**Items from a data source:**

* * * *

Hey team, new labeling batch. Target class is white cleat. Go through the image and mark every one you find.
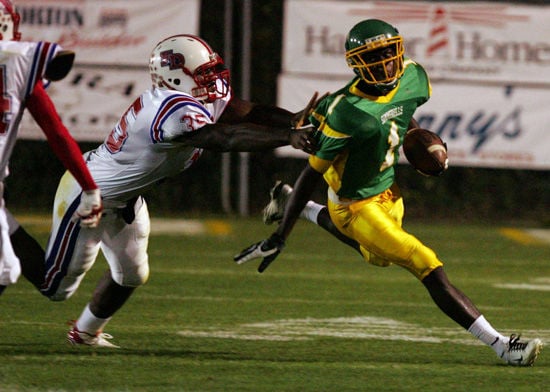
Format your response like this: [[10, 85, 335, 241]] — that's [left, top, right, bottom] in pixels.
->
[[501, 334, 543, 366], [67, 325, 120, 348], [262, 181, 292, 225]]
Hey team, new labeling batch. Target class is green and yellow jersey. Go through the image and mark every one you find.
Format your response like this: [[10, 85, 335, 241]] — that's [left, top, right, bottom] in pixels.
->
[[309, 58, 431, 200]]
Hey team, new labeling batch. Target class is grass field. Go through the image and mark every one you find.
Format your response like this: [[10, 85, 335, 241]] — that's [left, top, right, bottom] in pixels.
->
[[1, 215, 549, 391]]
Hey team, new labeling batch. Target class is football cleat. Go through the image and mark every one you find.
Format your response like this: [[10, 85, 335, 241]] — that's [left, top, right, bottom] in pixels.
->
[[67, 324, 120, 348], [262, 181, 292, 225], [501, 334, 543, 366]]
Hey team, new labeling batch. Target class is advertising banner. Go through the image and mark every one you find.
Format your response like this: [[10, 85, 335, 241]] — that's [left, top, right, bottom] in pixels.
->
[[17, 0, 200, 141], [277, 75, 550, 170], [283, 0, 550, 85], [16, 0, 200, 65], [279, 1, 550, 169]]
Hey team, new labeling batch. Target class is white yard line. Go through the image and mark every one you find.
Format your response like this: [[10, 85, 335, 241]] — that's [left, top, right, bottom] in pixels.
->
[[177, 315, 550, 344], [15, 214, 231, 235]]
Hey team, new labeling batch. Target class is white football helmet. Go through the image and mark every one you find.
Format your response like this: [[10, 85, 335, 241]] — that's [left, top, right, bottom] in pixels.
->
[[149, 34, 230, 103], [0, 0, 21, 41]]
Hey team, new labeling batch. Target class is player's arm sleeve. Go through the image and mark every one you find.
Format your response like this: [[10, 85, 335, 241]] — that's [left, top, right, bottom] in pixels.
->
[[177, 122, 293, 152], [25, 81, 97, 191], [164, 102, 293, 152]]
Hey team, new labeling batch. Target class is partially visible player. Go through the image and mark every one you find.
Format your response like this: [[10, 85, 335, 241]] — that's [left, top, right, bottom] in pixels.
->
[[0, 0, 102, 294], [234, 19, 543, 366], [14, 34, 317, 347]]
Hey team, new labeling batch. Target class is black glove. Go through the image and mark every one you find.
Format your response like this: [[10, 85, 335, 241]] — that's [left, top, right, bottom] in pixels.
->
[[234, 233, 285, 273]]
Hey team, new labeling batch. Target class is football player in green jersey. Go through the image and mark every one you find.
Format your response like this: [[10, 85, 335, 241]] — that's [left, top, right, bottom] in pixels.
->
[[235, 19, 542, 366]]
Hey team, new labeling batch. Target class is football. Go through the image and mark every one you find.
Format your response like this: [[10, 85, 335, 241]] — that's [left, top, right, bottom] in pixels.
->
[[402, 128, 448, 176]]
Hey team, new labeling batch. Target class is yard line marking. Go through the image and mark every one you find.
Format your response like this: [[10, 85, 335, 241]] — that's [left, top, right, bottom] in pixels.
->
[[525, 228, 550, 244], [177, 316, 550, 345], [499, 227, 550, 245], [150, 218, 231, 235], [492, 277, 550, 292], [494, 283, 550, 292], [14, 214, 232, 236]]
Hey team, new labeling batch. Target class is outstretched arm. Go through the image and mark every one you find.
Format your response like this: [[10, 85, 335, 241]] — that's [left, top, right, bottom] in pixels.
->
[[175, 122, 316, 153]]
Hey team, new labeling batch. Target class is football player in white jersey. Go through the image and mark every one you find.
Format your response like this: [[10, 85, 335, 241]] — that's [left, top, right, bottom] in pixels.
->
[[0, 0, 102, 294], [15, 34, 318, 347]]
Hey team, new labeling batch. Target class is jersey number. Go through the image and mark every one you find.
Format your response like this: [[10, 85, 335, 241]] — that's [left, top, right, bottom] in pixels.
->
[[106, 96, 144, 153], [379, 122, 400, 172]]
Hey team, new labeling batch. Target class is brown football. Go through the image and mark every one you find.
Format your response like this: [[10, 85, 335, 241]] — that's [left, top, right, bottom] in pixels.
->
[[402, 128, 448, 176]]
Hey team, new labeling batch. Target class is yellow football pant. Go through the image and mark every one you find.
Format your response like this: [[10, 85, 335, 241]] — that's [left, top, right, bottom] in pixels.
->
[[327, 184, 443, 280]]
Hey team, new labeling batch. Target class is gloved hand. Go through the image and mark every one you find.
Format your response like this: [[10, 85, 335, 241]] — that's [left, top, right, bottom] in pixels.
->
[[74, 188, 103, 228], [234, 233, 285, 273]]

* * * *

**Your task:**
If pictures are present, they are dropped, and the entries above are written out word for word.

**Written solution:**
Hey team, new labeling batch. Target class is white cleat. Go through the image and mark every one you find.
Format your response like this: [[10, 85, 335, 241]] — that's [left, top, right, bottom] in pixels.
->
[[501, 334, 543, 366], [67, 325, 120, 348], [262, 181, 292, 225]]
Hey team, new labeling batch. Target class is green and yellow jersey. Go through the image and mark every one you find.
Format your response like this: [[10, 85, 335, 241]] — that's [left, top, right, bottom] in pixels.
->
[[309, 58, 431, 200]]
Hey team, new labeling batch. Target class is grass field. Go through the image and mark every one you find.
Format your response like this: [[10, 85, 335, 241]] — that's [left, top, right, bottom] in pixels.
->
[[1, 215, 549, 391]]
Hey team, new labeling batch. Target class is football cleat. Go through the image and mark every one you find.
Format your response like this: [[10, 85, 335, 241]] — that's [left, top, right, bottom] in pixels.
->
[[67, 324, 120, 348], [262, 181, 292, 225], [501, 334, 543, 366]]
Hey team, new labeling batch. Target class is advertising banner. Go through the image and mark every one you find.
Format your response like this: [[10, 85, 335, 241]] — that's [left, top, right, bottom] in pixels.
->
[[17, 0, 200, 141], [277, 75, 550, 170], [283, 0, 550, 85], [16, 0, 200, 65], [279, 1, 550, 169]]
Hey team, new labeling batch. Target class is white yard line. Go through the image and mark every one you find.
Format your response like this: [[10, 85, 335, 241]] — that's [left, top, right, bottom] in pixels.
->
[[177, 315, 550, 344], [15, 214, 231, 235]]
Hey team, new labeling batch. Target class is white football helmet. Go through the image and mark every one you find.
Format your response like this: [[10, 85, 335, 241]] — that's [left, top, right, bottom] in pixels.
->
[[149, 34, 230, 103], [0, 0, 21, 41]]
Hey team, new labeling batch. Target class is player's arm sleeve. Go through the image and mark every one you find.
Format your response like this: [[10, 85, 335, 241]] — that's [left, top, right, bottom] in pixels.
->
[[177, 122, 293, 152], [25, 81, 97, 191], [164, 102, 293, 152]]
Hey team, new labeling batch. Target class is partially visible player. Go through the image and mark every one you find.
Format your response like this: [[10, 85, 335, 241]] — that's [left, top, right, bottom] in pixels.
->
[[0, 0, 102, 294], [234, 19, 543, 366], [14, 34, 317, 347]]
Hey team, new labeling batch. Target class is black glove. Go through the image and mark every one you find.
Format your response like this: [[10, 85, 335, 241]] — that's [left, top, right, bottom] in pixels.
->
[[234, 233, 285, 273]]
Hey team, new labeling batch. Target class is football player in green jersey. Go through the image and mark every one you find.
Format your response like this: [[10, 85, 335, 241]] — that's [left, top, right, bottom] in pixels.
->
[[235, 19, 542, 366]]
Hey team, new labeling batch. Target class is football. Go through the image and mark every one you find.
Format your response like this: [[10, 85, 335, 241]] — that's [left, top, right, bottom] in pixels.
->
[[402, 128, 448, 176]]
Hey team, new labeling batch. Target class is yard line marking. Go through the image and mark every one you find.
Format your response like this: [[10, 85, 335, 241]] — that's [left, top, right, bottom] in pixels.
->
[[525, 228, 550, 244], [177, 316, 550, 345], [499, 227, 550, 245], [150, 218, 231, 235], [492, 277, 550, 292], [494, 283, 550, 292], [14, 214, 232, 236]]
Hey team, new labeling batch. Target class is outstretched arm. Go through the image and mark every one you find.
Format your response like this: [[10, 85, 335, 241]] — that's [left, top, right, bottom] in pixels.
->
[[175, 122, 316, 153]]
Hey team, new labeling batch. Target class is football player in white jersey. Go through the image and mark every one you find.
Format your response like this: [[10, 85, 335, 241]] — that's [left, top, right, bottom] in pixels.
->
[[0, 0, 102, 294], [15, 34, 318, 347]]
Hey team, new labeling batch. Target class is jersey number. Go through the image and mark every one you find.
Format your response like this: [[10, 85, 335, 241]] — that's [left, top, right, bottom] in pixels.
->
[[106, 96, 144, 153], [379, 122, 400, 172]]
Hey team, new labeling batch. Target class is brown football. Go through the image and mark every one you find.
Format your response like this: [[10, 85, 335, 241]] — that's [left, top, right, bottom] in pixels.
->
[[402, 128, 448, 176]]
Hey team, new labeling batch. Target class is yellow football pant. Go through the image and mark every one you find.
Format your response like this: [[10, 85, 335, 241]] — that's [left, top, right, bottom] in pixels.
->
[[327, 184, 443, 280]]
Hey team, new labeling batch. Target class is gloved hand. Go through the image and mark every one you find.
Format your response like this: [[10, 85, 335, 241]] — that's [left, top, right, bottom] in pixels.
->
[[74, 188, 103, 228], [234, 233, 285, 273]]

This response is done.